# AUFGABE
Gib aus dem Text über das Schwere und das Ruhige den Abschnitt wortgetreu wieder, beginnend bei „Hat er auch“ und endend mit „er die Herrschaft.“.

# TEXTAUSZUG

Das Schwere ist des Leichten Wurzel.
Das Ruhige ist des Unruhigen Herr.

Daher:
Der heilige Mensch wandelt den ganzen Tag,
ohne von ruhigem Ernst zu weichen.

Hat er auch prächtige Gebäude,
gelassen bewohnt er sie und verläßt sie ebenso.

Wie aber, wenn der Gebieter der zehntausend Streitwagen
um seiner selbst willen leicht nimmt das Reich?

Nimmt er es leicht, so verliert er die Vasallen.
Ist er unruhig, so verliert er die Herrschaft.
 
 



 

Dem vorigen schließt sich dieses Kapitel an, indem der rechte Mensch, zumal der königliche, sich nach der Norm richte, welche das Gesetz irdischer Dinge ihm vorhält. Wurzel, d.h. Grundlage und Träger des Leichten, ist das Schwere. So trägt das schwere Gebirge den Wald, so dessen Holz die leichten Blätter und Blüten; so steigt aus schwerem Gewässer der leichte Wolkendunst empor usw. Herr des Unruhigen ist das Ruhende: das unbewegliche Strombett gebietet dem Lauf des beweglichen Wassers, am festen Gemäuer bricht sich der unruhige Wind usw. Dasselbe Gesetz behauptet sich in seiner Anwendung auf den Menschen, sowohl am einzelnen für sich als in dessen Verhältnis zu anderen.

# DATENSÄTZE
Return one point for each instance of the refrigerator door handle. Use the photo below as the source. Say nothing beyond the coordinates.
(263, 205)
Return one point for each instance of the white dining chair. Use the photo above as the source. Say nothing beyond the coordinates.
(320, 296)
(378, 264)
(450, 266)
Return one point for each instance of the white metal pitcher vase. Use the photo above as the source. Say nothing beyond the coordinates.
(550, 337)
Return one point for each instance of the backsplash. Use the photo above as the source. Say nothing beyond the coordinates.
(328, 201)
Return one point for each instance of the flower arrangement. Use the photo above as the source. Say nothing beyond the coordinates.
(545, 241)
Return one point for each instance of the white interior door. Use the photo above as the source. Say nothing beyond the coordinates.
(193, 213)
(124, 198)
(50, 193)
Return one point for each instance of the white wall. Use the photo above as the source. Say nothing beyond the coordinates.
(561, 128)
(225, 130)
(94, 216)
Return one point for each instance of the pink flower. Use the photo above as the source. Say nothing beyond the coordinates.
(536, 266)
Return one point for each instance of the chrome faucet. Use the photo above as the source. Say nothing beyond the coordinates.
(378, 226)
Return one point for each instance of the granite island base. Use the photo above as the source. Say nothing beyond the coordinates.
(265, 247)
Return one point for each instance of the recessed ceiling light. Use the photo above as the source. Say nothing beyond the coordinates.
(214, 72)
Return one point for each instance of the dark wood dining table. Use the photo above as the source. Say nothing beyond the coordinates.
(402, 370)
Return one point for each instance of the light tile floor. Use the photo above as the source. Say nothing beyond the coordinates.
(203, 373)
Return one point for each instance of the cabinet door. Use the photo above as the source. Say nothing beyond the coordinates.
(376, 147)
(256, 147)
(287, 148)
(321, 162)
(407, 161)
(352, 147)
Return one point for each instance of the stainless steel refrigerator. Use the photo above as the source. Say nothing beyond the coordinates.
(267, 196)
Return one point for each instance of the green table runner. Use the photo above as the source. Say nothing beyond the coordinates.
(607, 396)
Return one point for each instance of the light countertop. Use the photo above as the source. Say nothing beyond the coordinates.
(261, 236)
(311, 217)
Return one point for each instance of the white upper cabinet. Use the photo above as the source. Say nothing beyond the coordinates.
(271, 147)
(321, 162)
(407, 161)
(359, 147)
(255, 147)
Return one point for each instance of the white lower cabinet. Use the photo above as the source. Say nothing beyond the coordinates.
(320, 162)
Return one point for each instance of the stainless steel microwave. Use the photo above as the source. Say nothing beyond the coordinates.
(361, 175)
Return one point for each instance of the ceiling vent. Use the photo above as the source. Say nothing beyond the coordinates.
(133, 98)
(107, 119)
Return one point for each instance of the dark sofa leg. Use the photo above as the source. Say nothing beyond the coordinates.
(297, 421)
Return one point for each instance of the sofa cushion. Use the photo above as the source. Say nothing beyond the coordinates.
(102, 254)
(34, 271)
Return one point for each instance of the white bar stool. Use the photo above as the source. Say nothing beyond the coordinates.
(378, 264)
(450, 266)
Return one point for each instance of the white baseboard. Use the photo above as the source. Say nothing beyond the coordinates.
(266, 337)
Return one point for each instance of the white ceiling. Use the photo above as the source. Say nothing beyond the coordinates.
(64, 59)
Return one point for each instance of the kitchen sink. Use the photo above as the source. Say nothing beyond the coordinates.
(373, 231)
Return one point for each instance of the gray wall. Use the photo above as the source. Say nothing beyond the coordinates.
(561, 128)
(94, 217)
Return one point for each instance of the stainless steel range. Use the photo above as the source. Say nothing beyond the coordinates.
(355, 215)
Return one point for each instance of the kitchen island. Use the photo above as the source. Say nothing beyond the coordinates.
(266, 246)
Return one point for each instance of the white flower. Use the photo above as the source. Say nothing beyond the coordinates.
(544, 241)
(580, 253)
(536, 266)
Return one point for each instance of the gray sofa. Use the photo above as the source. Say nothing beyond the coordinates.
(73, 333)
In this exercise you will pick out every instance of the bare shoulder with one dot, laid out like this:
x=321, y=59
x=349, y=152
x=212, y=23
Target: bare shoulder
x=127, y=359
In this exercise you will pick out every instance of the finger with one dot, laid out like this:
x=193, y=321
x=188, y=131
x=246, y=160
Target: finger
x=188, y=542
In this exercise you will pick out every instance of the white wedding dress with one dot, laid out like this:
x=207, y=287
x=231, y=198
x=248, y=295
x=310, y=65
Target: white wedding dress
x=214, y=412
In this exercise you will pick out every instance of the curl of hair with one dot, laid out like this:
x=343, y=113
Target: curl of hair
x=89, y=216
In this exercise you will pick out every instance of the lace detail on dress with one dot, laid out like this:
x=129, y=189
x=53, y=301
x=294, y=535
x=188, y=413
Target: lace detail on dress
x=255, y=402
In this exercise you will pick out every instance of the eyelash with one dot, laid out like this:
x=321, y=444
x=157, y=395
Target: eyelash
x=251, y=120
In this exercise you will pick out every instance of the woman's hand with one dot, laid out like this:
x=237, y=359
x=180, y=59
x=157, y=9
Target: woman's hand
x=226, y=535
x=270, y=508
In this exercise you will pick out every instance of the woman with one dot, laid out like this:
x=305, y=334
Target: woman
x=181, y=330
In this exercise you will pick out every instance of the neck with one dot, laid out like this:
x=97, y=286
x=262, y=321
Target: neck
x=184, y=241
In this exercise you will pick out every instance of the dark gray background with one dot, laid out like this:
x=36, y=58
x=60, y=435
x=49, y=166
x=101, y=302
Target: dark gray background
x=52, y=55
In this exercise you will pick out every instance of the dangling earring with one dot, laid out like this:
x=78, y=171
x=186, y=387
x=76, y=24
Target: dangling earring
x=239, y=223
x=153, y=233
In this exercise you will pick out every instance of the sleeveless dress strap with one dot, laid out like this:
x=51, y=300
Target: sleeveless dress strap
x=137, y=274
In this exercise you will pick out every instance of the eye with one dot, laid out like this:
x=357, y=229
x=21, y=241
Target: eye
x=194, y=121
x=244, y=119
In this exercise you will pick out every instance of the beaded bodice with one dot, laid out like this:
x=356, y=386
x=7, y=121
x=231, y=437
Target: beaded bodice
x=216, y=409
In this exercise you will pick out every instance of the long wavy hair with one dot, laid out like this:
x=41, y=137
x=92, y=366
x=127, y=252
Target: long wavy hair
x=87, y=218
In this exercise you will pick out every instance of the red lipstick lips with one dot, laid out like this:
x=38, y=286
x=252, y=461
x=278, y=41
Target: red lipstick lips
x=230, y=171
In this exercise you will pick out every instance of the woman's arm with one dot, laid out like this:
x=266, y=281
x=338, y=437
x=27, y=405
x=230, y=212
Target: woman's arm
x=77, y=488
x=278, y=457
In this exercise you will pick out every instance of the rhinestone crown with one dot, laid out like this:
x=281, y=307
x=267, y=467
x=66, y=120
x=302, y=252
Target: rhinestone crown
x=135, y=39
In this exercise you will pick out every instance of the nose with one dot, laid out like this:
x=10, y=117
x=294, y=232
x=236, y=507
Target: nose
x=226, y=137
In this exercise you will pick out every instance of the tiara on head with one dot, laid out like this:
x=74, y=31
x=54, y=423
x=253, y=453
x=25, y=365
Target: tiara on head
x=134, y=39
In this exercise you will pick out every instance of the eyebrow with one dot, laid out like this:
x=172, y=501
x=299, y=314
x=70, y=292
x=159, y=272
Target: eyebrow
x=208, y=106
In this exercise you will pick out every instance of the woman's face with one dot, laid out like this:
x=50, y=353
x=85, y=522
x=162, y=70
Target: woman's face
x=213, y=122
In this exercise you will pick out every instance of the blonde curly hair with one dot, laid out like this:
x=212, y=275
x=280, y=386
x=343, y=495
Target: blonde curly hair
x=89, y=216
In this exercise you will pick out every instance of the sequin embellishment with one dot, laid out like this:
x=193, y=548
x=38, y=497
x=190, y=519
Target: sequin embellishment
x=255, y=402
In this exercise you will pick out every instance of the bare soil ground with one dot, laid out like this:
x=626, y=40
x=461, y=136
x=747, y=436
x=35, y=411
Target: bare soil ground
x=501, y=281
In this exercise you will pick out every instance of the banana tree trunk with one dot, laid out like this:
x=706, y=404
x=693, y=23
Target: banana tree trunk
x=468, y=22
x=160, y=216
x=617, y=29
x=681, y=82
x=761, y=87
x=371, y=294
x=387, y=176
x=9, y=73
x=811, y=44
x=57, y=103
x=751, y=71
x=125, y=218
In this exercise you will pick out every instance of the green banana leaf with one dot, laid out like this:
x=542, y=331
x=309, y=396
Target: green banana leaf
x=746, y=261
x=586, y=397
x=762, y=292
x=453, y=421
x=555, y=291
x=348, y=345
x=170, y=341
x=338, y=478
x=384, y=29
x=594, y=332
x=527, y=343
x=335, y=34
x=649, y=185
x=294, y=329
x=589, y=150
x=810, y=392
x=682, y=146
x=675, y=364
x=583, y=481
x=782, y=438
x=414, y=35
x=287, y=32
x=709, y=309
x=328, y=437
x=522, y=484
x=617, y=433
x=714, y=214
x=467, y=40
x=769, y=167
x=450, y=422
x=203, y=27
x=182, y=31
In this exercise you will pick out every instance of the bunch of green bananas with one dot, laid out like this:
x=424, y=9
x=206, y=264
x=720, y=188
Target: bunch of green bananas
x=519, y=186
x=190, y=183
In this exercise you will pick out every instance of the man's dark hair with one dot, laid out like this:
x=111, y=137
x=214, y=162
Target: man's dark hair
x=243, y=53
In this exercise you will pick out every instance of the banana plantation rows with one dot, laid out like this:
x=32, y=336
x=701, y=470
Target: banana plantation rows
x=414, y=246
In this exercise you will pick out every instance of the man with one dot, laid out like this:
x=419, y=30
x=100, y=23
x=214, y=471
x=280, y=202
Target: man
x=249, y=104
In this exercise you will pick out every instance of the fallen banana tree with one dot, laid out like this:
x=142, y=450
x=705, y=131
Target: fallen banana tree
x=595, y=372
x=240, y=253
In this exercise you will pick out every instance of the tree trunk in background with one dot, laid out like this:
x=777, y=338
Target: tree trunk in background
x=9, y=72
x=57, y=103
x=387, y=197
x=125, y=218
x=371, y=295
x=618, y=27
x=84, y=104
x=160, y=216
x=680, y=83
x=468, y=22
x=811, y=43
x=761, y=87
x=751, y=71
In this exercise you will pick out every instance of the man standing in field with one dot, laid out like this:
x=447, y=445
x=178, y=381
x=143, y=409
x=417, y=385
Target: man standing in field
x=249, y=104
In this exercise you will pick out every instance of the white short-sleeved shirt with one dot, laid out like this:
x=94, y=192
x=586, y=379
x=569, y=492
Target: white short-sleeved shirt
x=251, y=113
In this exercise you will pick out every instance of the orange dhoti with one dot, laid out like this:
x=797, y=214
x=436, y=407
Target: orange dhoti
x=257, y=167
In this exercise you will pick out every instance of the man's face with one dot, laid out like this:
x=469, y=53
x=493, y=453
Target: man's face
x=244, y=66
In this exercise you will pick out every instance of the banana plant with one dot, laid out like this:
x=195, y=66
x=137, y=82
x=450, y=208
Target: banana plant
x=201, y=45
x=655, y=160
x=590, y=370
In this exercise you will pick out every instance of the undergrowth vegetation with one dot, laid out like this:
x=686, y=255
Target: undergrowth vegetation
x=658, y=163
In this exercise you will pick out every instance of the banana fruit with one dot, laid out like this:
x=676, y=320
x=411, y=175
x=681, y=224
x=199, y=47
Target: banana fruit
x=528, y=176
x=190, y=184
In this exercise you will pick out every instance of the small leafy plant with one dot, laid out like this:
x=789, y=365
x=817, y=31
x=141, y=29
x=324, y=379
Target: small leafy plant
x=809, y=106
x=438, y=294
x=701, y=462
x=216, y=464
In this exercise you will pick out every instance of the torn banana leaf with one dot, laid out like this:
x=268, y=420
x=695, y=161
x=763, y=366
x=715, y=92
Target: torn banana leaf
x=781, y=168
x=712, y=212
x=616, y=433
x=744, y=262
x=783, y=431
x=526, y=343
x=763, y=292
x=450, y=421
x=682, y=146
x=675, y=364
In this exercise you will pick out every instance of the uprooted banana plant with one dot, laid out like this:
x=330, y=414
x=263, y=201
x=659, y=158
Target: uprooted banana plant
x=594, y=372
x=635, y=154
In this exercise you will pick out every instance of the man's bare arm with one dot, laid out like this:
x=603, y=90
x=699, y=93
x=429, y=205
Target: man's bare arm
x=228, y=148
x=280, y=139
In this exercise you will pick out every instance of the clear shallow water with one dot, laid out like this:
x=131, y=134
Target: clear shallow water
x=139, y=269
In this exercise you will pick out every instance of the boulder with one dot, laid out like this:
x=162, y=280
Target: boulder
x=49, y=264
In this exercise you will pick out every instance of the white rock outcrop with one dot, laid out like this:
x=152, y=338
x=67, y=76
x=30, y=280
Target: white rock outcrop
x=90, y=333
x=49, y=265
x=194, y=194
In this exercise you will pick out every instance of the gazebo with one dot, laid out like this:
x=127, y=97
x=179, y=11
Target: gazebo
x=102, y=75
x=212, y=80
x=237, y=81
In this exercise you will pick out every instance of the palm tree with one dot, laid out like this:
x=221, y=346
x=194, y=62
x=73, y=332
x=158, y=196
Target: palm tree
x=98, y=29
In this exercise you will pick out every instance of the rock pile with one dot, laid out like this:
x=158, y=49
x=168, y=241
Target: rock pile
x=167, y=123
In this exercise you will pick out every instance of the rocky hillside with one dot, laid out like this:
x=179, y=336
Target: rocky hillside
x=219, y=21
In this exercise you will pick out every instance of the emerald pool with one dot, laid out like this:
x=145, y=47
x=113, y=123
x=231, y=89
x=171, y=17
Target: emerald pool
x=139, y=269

# LÖSUNG
Hat er auch prächtige Gebäude,
gelassen bewohnt er sie und verläßt sie ebenso.

Wie aber, wenn der Gebieter der zehntausend Streitwagen
um seiner selbst willen leicht nimmt das Reich?

Nimmt er es leicht, so verliert er die Vasallen.
Ist er unruhig, so verliert er die Herrschaft.